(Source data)
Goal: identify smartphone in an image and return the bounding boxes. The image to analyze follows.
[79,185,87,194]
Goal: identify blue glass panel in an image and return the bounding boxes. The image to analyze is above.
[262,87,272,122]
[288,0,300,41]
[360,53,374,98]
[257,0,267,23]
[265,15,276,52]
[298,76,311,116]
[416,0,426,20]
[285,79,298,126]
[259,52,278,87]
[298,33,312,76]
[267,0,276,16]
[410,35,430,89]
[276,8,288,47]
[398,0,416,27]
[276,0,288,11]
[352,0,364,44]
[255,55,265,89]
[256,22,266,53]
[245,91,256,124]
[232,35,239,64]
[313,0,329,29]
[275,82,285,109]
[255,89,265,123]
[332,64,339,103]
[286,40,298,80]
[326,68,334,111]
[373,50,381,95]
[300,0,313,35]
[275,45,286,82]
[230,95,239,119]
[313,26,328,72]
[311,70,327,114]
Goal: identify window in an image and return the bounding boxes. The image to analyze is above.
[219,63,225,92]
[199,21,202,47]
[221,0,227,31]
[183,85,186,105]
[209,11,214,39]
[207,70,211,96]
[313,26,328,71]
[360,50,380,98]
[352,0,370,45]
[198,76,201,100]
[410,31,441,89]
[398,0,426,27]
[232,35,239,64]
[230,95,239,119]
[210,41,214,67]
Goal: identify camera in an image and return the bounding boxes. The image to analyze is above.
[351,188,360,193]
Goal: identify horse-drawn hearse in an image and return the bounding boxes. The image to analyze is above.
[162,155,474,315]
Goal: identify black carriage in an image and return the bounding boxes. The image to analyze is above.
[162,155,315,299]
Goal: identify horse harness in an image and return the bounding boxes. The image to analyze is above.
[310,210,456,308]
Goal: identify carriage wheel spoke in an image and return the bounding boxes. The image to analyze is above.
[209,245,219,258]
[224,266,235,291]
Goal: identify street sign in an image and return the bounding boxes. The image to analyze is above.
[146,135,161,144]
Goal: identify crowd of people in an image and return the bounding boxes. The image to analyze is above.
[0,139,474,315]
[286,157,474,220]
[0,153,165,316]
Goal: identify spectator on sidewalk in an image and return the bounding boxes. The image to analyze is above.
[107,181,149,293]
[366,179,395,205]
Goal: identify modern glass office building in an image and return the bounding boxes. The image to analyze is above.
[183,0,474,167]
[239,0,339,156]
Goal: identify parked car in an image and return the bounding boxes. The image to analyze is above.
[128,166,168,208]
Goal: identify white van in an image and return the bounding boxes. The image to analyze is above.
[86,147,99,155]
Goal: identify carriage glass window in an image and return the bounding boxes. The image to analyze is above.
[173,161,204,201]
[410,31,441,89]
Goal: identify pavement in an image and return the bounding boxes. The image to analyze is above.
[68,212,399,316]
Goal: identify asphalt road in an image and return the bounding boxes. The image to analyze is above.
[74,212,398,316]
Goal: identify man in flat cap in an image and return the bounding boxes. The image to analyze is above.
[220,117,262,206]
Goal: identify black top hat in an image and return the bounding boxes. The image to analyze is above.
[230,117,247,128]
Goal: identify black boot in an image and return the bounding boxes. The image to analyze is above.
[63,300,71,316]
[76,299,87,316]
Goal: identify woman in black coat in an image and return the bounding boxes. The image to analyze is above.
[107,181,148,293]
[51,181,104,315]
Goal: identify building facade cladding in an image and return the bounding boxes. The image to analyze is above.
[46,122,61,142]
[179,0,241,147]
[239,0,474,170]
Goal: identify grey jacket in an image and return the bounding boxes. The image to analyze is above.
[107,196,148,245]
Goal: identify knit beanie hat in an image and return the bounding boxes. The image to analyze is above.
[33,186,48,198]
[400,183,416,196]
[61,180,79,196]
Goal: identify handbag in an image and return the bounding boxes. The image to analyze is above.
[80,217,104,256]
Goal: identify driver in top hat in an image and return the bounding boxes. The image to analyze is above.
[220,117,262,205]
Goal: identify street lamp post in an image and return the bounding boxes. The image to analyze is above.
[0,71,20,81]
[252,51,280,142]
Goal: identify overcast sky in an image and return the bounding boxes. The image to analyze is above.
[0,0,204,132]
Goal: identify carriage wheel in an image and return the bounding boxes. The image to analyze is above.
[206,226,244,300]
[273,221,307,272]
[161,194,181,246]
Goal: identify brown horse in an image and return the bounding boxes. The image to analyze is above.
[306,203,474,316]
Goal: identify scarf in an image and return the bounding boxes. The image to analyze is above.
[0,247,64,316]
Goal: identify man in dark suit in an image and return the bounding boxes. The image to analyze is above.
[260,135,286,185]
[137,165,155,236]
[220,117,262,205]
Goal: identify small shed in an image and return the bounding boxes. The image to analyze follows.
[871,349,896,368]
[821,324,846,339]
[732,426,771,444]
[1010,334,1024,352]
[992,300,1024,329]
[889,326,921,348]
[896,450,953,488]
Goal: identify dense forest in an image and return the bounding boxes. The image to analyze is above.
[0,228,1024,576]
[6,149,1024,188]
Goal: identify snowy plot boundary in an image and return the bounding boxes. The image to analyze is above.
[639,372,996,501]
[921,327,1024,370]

* * *

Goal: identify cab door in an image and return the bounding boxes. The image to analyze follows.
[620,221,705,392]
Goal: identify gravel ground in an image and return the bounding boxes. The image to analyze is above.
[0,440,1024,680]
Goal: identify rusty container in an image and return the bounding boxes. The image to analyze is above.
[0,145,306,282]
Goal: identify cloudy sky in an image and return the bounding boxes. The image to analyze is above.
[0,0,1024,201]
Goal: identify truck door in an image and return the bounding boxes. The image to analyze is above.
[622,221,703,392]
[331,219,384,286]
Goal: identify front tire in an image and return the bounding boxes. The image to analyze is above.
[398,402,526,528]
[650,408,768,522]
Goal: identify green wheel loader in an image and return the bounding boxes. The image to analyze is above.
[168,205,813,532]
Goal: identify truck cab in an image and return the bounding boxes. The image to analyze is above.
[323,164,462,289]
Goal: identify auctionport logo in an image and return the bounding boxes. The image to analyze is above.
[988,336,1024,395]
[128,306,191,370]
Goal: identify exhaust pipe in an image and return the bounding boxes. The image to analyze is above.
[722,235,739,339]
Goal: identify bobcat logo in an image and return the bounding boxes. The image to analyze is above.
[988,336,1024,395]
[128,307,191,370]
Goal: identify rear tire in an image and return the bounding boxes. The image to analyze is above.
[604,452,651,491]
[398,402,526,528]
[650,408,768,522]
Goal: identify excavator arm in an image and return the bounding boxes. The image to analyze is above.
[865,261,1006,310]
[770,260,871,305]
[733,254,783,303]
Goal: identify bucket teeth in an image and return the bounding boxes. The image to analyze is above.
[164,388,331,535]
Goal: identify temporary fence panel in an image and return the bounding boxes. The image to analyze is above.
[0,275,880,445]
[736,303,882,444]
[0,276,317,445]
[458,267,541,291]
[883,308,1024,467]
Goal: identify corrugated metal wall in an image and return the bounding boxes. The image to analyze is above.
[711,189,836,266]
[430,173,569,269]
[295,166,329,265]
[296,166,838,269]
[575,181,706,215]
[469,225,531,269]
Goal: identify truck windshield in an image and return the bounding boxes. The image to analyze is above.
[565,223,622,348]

* _Work to be completed_: Recast the lines from the line with "Goal: identify temporary" up to and including the line with "[565,223,622,348]" as a JSON list of strings, one string per line, leaving out any blank lines.

* _Written reply_:
[
  "Goal: identify temporary fence panel in an image and return the bounding boxes. The image to analyze is above.",
  "[0,275,880,445]",
  "[736,303,882,444]",
  "[0,276,317,445]",
  "[458,267,541,291]",
  "[883,308,1024,467]",
  "Goal: identify corrugated metal wall in an image and return the bounding boxes. The image to analyze is above.",
  "[711,189,836,266]",
  "[430,173,569,269]",
  "[295,166,329,265]",
  "[296,166,838,269]",
  "[575,181,706,215]",
  "[469,225,531,269]",
  "Goal: identify truck windshield in an image and return the bounding boxes. The image to analyze is above.",
  "[565,223,622,348]"
]